• INSTRUCTION: Rewrite the listing below, substituting "Return" for every occurrence of "Output" and leaving everything else the same.

** START OF DATA SUPPLIED **

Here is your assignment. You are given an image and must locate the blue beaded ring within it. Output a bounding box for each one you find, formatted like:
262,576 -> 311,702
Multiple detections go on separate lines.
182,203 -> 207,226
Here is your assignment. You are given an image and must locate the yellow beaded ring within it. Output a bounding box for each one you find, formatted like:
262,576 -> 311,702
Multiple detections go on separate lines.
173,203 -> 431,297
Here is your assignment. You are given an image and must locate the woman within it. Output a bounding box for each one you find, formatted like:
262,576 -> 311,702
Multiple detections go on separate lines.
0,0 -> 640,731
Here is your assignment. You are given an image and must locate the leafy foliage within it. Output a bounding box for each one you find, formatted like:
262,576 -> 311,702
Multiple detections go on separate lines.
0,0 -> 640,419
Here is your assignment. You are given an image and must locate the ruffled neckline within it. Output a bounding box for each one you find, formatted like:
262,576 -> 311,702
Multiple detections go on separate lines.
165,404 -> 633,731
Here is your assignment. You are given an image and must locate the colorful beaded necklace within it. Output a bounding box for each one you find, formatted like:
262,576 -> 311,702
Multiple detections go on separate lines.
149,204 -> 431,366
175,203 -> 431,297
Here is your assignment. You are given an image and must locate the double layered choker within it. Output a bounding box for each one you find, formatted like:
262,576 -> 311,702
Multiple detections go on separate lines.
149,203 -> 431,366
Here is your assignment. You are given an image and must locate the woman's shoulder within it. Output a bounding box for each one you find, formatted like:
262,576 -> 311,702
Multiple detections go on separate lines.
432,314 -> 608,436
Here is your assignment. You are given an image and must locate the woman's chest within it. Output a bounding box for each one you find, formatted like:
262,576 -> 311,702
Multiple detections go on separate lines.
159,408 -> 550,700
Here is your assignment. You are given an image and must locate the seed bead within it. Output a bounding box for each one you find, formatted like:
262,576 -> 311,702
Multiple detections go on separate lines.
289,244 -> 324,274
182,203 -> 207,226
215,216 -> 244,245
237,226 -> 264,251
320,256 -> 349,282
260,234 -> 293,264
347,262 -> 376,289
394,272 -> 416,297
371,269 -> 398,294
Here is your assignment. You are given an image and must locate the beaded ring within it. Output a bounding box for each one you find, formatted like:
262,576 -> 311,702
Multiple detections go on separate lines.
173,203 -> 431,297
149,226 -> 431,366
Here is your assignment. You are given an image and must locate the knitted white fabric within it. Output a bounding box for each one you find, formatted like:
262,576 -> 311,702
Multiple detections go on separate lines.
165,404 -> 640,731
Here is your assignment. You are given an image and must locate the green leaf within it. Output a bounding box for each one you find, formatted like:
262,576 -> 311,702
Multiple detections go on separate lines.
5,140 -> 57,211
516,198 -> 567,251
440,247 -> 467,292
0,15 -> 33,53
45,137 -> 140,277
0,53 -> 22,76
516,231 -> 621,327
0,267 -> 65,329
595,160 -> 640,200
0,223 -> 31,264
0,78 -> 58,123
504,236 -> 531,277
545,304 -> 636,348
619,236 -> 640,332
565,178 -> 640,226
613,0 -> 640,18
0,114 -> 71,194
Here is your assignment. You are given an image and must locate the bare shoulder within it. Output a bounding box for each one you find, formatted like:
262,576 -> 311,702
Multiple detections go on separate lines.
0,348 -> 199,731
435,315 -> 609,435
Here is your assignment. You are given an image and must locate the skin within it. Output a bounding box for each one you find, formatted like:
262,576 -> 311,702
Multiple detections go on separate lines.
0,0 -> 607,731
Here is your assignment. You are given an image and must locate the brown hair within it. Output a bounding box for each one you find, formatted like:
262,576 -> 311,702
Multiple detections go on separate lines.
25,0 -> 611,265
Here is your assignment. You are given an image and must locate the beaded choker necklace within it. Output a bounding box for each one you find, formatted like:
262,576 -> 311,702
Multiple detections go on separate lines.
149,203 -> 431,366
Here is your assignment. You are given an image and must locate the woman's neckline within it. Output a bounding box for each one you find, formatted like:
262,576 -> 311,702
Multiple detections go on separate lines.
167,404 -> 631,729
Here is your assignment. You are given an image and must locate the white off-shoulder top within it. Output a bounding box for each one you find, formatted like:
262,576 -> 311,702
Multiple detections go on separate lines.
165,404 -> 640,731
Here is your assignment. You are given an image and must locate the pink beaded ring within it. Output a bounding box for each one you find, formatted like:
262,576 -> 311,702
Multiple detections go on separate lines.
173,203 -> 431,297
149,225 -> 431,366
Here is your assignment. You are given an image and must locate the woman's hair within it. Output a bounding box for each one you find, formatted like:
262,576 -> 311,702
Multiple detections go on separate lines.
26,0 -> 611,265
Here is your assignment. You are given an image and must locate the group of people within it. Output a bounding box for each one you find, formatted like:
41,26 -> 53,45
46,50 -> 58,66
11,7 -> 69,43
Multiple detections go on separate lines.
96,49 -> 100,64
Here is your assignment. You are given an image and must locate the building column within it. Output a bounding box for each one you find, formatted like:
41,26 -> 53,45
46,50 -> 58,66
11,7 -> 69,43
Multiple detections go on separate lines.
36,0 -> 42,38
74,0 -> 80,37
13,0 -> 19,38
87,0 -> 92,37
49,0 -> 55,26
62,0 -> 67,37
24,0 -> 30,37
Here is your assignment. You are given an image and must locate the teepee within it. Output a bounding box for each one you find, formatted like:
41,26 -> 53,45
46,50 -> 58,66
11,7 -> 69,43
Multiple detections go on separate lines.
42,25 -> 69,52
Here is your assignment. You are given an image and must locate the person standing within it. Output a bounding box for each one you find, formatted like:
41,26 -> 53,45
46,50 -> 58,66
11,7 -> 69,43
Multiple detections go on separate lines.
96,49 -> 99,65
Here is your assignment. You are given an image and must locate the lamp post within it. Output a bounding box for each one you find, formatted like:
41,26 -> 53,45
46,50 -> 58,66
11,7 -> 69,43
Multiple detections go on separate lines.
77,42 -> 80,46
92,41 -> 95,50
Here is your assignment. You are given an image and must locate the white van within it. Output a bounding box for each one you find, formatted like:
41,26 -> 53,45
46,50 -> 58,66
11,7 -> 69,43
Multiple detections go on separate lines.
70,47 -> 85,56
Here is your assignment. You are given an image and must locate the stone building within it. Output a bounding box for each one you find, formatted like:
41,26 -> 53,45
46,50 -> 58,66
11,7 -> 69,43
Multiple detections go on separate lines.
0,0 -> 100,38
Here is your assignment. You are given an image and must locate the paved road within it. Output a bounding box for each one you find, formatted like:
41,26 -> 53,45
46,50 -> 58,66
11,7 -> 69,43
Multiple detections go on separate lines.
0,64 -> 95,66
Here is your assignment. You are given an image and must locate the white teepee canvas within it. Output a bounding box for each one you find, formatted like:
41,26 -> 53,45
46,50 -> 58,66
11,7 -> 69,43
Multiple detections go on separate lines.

** END OF DATA SUPPLIED **

• RESPONSE TO THIS EXERCISE:
Here is your assignment. You are given an image and must locate the blue beaded ring within it. Return a bounding box for each one you find, formatted like:
262,576 -> 311,702
Multiple detections go on separate lines.
182,203 -> 207,226
Here is your assignment. You are given an image and must locate the yellow beaded ring within it. Return a bounding box for each one you find, formatted like:
262,576 -> 311,702
Multiple detections go on separate lines.
173,203 -> 431,297
Here is your assignment. You are given an image and must locate the woman within it. Return a bounding box for each one you find, formatted like:
262,576 -> 311,702
Multiple detections go on separate lines.
0,0 -> 640,731
Here is your assignment. You are given an image and must locate the leafy foliage within it. Return a bounding box for each one you find, formatted like:
262,576 -> 311,702
Multiple detections go on separate lines.
0,0 -> 640,419
Here is your assignment. You are given an image and must locate the ruffled neckline within it. Return a bounding box for each one you find, formatted like:
262,576 -> 311,702
Multiple detections go on separate lines.
165,404 -> 633,731
Here is your assignment. You are given an image and must locate the colorful beaded necklace within it. Return a bounding box for each one you find, formatted like:
262,576 -> 311,702
Multiple detections go on separate lines.
149,204 -> 431,366
175,203 -> 431,297
Here is your assignment. You are given an image and must locate the double layered choker within it. Return a bounding box for each one you find, formatted like:
262,576 -> 311,702
Multiple detections go on separate lines.
149,203 -> 431,366
Here is your assignment. You are given an image and must locate the woman's shoulder within it. Return a bounding box for each one you find, formatted like:
262,576 -> 311,702
Multiple detections go on separate lines.
432,314 -> 608,436
Here is your assignment. You are given an image and must locate the woman's chest within it. Return a bounding box for each one you find, formatted like:
262,576 -> 311,702
Multiple detections go on separate lines.
159,408 -> 550,700
Here is your assignment. You are given an image and must locate the seed bead within it. Return a bounding box for each one you find, formatted like:
262,576 -> 311,702
Multiple detections go on separate lines.
289,244 -> 324,274
182,203 -> 207,226
215,216 -> 244,245
237,226 -> 264,251
320,256 -> 349,282
260,234 -> 293,264
347,262 -> 376,289
394,272 -> 416,297
371,269 -> 398,294
Here is your assignment. You are given an image and must locate the beaded ring within it. Return a bounding box for each one you find, formatted like:
262,576 -> 311,702
Multiple detections go on separate lines.
173,203 -> 431,297
149,226 -> 431,366
Here is your assignment. You are given an image and must locate the knitted white fabric within it. Return a bounding box for each one you find, formatted like:
262,576 -> 311,702
Multiple detections go on separate lines.
165,404 -> 640,731
Here is your assignment. You are given an image and must locate the green leaf within it. Return a bounding box for each one you find, formatted like:
262,576 -> 311,702
Multiple detections go on separate lines.
5,140 -> 57,211
516,198 -> 567,251
440,247 -> 467,292
0,15 -> 33,53
45,137 -> 140,277
0,53 -> 22,76
516,231 -> 621,327
0,267 -> 65,329
595,160 -> 640,200
0,223 -> 31,264
0,78 -> 58,123
504,236 -> 531,277
545,304 -> 636,348
619,236 -> 640,332
565,178 -> 640,226
613,0 -> 640,18
0,114 -> 71,194
Here is your assignment. You are given an image and must locate the bare shoulder within it. Return a bounding box for each one you find, formatted like:
262,576 -> 311,702
Multiple detections go on separate lines.
0,348 -> 199,731
435,315 -> 609,435
Here is your assignment. You are given an image and must locate the skin within it. Return a bounding box for each one you find, formatted like:
262,576 -> 311,702
Multiple detections go on separate lines.
0,0 -> 607,731
Here is your assignment. You are given an image and must locate the brown hair within it. Return a bounding box for each one you find, formatted like:
262,576 -> 311,702
Multiple detections go on separate lines.
25,0 -> 611,265
Here is your assignment. You are given an image and must locate the beaded choker necklace within it. Return a bounding box for each one you find, formatted like:
262,576 -> 311,702
Multiple detections go on separate lines.
149,203 -> 431,366
Here is your assignment. You are given an image and must locate the woman's neckline within it. Return a bounding box for each one you find, formatted like:
262,576 -> 311,702
Multiple detections go on separate lines.
167,404 -> 631,729
Here is your assignment. You are given an image and must locate the white off-shoulder top within it. Return a bounding box for each one you find, formatted like:
262,576 -> 311,702
Multiple detections go on separate lines.
165,404 -> 640,731
Here is your assignment. You are given an image and must locate the pink beaded ring within it. Return a bounding box for each one you find, formatted like:
262,576 -> 311,702
Multiple detections go on separate lines.
173,203 -> 431,297
149,225 -> 431,366
Here is your assignment. You are given an image and must locate the woman's hair within it. Return a bounding box for each one you find, formatted like:
262,576 -> 311,702
Multiple detections go on separate lines.
26,0 -> 611,265
Here is your assignment. You are given an image and must locate the group of people within it. Return a bounding box for each one you find, formatted like:
41,26 -> 53,45
46,50 -> 58,66
11,7 -> 69,43
Multiple detections go on separate lines.
96,49 -> 100,64
Here is your assignment. You are given an image and must locate the building column within it. Return a bounding box for each one you find, formatted like:
41,26 -> 53,45
46,50 -> 58,66
11,7 -> 69,43
Multiple detections go on separate lines.
36,0 -> 42,38
74,0 -> 80,37
13,0 -> 19,38
87,0 -> 92,37
49,0 -> 55,26
62,0 -> 67,37
24,0 -> 30,37
Here is your assignment. You are given an image and must locate the teepee within it. Return a bounding box for each one you find, formatted like:
41,26 -> 53,45
46,50 -> 58,66
11,7 -> 69,43
Multiple detections go on separate lines.
42,25 -> 69,52
Here is your assignment. You are given an image and must locate the person standing within it. Return a bounding box for each one you find, formatted like:
41,26 -> 53,45
46,50 -> 58,66
11,7 -> 69,43
Multiple detections go on separate lines.
96,49 -> 99,65
Here is your assignment. You are given an image and must locate the lamp post within it. Return a bounding box for each one you find, formatted like:
41,26 -> 53,45
46,50 -> 58,66
11,7 -> 69,43
Multiple detections go on separate lines.
77,42 -> 80,46
92,41 -> 95,50
Here is your assignment. You are given an image and must locate the white van within it. Return a bounding box for each one you find, formatted like:
41,26 -> 53,45
46,50 -> 58,66
11,7 -> 69,43
Multiple detections go on separate lines.
70,47 -> 85,56
Here is your assignment. You are given an image and must locate the stone building within it. Return a bounding box for each one you find, formatted like:
41,26 -> 53,45
46,50 -> 58,66
11,7 -> 69,43
Multiple detections go on separate lines.
0,0 -> 100,38
Here is your assignment. You are given an image and must locate the paved road within it. Return a bounding box for each one you find, formatted like:
41,26 -> 53,45
46,50 -> 58,66
11,7 -> 69,43
Multiple detections go on separate lines.
0,64 -> 95,66
Here is your assignment. You are given an image and must locate the white teepee canvas within it. Return a bounding box for each one you find, formatted like:
41,26 -> 53,45
46,50 -> 58,66
11,7 -> 69,43
Multiple detections go on separate lines.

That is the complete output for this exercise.